(Task to carry out) Find every line below that contains the word "pixels" and copy it out.

(Source records)
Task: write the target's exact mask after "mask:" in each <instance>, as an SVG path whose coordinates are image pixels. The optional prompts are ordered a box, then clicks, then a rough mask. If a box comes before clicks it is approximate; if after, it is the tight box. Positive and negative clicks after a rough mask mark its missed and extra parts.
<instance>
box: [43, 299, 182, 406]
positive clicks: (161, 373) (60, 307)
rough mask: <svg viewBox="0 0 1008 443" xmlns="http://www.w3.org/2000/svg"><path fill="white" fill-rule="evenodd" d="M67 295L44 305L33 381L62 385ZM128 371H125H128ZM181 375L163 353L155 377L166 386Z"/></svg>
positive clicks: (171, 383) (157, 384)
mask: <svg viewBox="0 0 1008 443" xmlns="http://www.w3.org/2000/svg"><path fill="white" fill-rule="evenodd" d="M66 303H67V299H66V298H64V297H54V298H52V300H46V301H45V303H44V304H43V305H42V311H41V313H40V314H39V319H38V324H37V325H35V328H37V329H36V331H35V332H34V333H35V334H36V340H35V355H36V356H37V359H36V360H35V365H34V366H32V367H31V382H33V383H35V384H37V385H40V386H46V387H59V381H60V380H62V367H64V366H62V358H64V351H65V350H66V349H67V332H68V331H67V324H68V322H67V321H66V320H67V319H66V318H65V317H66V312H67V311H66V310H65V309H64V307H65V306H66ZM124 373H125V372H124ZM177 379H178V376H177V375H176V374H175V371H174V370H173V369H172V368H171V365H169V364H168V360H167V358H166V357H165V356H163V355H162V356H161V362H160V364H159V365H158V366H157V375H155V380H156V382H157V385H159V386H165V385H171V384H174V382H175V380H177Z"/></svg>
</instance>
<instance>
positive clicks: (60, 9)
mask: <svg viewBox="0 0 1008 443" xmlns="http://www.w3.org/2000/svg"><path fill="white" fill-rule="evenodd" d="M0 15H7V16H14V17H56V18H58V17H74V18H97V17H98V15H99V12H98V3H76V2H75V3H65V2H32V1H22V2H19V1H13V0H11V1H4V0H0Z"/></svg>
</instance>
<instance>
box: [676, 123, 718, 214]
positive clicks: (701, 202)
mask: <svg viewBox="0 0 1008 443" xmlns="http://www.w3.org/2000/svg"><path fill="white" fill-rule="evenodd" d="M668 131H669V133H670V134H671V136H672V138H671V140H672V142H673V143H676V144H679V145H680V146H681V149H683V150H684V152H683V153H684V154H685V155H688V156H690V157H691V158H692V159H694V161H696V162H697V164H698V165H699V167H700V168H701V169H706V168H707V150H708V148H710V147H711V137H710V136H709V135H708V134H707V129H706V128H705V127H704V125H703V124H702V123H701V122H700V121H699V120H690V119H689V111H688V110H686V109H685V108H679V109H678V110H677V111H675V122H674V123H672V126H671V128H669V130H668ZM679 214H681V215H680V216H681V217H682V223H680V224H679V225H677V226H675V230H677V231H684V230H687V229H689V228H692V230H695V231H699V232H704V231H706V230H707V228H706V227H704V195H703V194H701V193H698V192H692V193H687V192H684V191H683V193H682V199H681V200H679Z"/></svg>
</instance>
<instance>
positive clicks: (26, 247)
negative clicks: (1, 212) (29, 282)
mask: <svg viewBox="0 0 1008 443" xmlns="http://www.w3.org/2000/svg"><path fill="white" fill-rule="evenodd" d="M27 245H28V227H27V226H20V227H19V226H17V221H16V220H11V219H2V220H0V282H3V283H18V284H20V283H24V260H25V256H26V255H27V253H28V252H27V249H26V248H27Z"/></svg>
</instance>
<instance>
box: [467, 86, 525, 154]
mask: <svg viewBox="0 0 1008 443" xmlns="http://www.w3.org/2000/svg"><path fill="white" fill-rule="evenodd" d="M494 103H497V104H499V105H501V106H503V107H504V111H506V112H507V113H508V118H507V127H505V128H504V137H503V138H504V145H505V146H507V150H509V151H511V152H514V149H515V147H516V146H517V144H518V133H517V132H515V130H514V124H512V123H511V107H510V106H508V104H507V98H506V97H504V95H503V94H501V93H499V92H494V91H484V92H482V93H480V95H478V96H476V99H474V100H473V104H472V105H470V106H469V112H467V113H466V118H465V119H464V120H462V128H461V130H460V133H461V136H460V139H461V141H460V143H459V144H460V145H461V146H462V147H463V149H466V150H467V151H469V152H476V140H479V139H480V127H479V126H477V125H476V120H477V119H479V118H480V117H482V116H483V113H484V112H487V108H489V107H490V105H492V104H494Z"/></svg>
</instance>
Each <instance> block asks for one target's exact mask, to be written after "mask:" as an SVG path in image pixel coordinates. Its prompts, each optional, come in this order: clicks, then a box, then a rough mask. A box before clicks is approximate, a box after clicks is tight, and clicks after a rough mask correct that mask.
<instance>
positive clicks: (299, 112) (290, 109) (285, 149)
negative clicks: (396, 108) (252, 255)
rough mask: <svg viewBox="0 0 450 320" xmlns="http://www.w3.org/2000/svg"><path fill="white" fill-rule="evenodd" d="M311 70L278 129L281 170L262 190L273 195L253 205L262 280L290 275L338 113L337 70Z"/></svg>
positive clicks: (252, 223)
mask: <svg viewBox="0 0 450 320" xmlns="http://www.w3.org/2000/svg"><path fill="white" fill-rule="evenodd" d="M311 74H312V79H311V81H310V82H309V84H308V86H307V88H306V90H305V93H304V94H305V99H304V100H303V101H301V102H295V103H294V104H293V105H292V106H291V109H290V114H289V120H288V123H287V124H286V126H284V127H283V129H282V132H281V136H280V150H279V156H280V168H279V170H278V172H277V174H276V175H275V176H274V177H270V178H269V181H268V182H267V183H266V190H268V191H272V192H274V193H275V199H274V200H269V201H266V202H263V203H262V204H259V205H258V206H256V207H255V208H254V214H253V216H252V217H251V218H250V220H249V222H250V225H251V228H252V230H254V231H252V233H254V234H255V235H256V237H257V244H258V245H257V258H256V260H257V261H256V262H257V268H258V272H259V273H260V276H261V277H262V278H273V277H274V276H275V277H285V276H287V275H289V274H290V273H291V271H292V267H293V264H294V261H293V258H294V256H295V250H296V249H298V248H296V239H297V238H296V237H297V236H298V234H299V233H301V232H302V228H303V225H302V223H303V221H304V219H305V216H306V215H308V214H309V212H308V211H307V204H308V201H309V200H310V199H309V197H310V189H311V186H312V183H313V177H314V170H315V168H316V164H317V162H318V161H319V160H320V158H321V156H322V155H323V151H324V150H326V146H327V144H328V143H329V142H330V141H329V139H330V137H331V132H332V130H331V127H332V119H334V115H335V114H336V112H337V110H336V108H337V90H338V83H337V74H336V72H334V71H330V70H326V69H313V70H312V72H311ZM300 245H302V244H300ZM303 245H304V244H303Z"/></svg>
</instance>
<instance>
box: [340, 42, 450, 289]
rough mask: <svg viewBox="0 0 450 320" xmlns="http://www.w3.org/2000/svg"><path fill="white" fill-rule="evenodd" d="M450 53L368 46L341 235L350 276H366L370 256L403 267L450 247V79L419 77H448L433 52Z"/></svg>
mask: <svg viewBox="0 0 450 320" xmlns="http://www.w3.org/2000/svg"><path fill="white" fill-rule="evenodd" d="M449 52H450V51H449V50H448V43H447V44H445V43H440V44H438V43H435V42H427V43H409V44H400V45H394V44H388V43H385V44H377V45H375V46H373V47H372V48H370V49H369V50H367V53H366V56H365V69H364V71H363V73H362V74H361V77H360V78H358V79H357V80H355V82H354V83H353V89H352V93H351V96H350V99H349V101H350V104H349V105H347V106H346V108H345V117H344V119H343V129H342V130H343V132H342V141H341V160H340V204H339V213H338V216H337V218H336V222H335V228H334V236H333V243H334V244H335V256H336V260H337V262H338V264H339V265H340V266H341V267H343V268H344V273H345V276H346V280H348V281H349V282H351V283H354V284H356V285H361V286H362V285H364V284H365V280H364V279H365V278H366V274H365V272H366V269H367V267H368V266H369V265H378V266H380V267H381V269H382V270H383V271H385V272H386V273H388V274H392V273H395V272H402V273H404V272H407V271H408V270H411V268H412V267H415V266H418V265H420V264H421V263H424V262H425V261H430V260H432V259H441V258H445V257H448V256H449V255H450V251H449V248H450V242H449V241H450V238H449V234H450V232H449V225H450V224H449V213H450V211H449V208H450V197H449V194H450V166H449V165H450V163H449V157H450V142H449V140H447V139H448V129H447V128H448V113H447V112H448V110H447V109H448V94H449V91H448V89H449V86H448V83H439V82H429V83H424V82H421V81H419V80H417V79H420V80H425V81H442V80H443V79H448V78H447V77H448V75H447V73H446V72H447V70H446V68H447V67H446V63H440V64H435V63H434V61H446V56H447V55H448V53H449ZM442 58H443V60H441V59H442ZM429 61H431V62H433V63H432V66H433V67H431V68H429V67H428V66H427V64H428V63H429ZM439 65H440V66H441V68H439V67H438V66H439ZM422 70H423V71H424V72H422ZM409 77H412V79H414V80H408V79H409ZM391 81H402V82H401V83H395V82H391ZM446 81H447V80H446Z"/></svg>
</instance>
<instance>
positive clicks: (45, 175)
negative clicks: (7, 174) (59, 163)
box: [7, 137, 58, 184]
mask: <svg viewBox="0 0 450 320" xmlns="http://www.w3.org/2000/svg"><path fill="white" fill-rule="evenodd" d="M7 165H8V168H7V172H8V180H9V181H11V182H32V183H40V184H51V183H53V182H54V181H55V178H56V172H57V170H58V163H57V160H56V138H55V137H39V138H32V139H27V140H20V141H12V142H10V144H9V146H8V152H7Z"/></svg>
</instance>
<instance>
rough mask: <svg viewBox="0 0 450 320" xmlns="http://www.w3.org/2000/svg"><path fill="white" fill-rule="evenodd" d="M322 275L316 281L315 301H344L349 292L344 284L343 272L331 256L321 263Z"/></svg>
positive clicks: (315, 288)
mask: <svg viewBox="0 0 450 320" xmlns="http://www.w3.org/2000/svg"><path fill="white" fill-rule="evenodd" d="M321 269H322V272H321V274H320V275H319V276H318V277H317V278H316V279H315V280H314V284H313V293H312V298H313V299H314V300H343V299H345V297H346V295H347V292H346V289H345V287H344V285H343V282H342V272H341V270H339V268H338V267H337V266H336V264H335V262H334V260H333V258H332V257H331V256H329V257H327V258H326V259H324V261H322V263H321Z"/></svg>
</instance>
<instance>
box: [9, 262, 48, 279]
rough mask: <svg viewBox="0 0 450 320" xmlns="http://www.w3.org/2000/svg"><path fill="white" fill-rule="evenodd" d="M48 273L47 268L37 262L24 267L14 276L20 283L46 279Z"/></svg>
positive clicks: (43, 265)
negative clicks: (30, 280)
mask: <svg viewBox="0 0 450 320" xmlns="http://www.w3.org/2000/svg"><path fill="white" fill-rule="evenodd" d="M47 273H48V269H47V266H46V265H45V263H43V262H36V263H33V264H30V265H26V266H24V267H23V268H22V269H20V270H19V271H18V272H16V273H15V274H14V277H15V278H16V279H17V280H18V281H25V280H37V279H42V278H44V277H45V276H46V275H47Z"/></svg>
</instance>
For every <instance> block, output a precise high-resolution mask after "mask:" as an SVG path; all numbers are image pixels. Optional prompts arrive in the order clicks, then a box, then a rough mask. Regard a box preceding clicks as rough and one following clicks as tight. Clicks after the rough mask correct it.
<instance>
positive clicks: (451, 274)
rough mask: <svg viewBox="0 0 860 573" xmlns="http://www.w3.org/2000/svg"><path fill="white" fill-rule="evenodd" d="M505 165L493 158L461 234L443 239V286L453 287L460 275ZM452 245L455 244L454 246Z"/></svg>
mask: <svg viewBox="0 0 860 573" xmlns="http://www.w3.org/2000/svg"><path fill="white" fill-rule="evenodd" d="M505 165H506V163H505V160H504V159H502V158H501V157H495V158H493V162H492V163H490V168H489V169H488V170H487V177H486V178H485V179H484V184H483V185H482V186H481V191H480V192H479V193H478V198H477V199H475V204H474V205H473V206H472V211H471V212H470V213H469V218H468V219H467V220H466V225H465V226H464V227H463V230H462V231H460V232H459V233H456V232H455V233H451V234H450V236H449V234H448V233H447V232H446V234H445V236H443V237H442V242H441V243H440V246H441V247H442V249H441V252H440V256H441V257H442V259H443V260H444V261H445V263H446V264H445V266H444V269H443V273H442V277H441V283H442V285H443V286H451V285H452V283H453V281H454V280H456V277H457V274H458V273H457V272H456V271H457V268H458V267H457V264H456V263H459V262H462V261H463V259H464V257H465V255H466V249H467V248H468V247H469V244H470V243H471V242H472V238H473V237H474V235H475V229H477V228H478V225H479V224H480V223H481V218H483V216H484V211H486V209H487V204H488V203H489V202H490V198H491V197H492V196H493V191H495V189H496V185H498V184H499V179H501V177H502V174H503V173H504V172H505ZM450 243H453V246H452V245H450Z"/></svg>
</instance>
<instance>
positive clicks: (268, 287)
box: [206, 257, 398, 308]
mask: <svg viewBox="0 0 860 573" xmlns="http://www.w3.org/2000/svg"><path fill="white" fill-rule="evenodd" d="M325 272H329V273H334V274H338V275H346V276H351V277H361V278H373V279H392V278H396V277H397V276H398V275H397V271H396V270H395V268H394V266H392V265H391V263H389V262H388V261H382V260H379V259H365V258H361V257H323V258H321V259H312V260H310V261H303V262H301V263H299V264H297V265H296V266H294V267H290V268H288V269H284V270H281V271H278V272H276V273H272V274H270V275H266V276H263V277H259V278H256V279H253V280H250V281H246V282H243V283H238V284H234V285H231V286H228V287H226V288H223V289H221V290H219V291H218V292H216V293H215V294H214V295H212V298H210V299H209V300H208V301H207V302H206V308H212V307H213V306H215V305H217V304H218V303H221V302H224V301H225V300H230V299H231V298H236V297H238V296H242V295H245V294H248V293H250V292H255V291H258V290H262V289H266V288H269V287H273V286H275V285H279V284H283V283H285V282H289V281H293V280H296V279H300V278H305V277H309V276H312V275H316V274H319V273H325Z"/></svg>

(Answer section)
Task: write the target's exact mask after "mask:" in each <instance>, as an SVG path whose coordinates are image pixels. The optional prompts are ordered a box, then clicks, then a rough mask. If a box comes before clicks it is approximate; if after, it is the tight box. Positive and negative clicks after a rough mask mark its missed and extra parts.
For every <instance> block, output a precise high-resolution mask after "mask:" as an SVG path; all numbers are image pixels. Optional prompts arrive in the order clicks, then a box, then a rough mask. Regard a box preceding clicks as rough and one following clicks as tight. Clicks after the rough mask correct it.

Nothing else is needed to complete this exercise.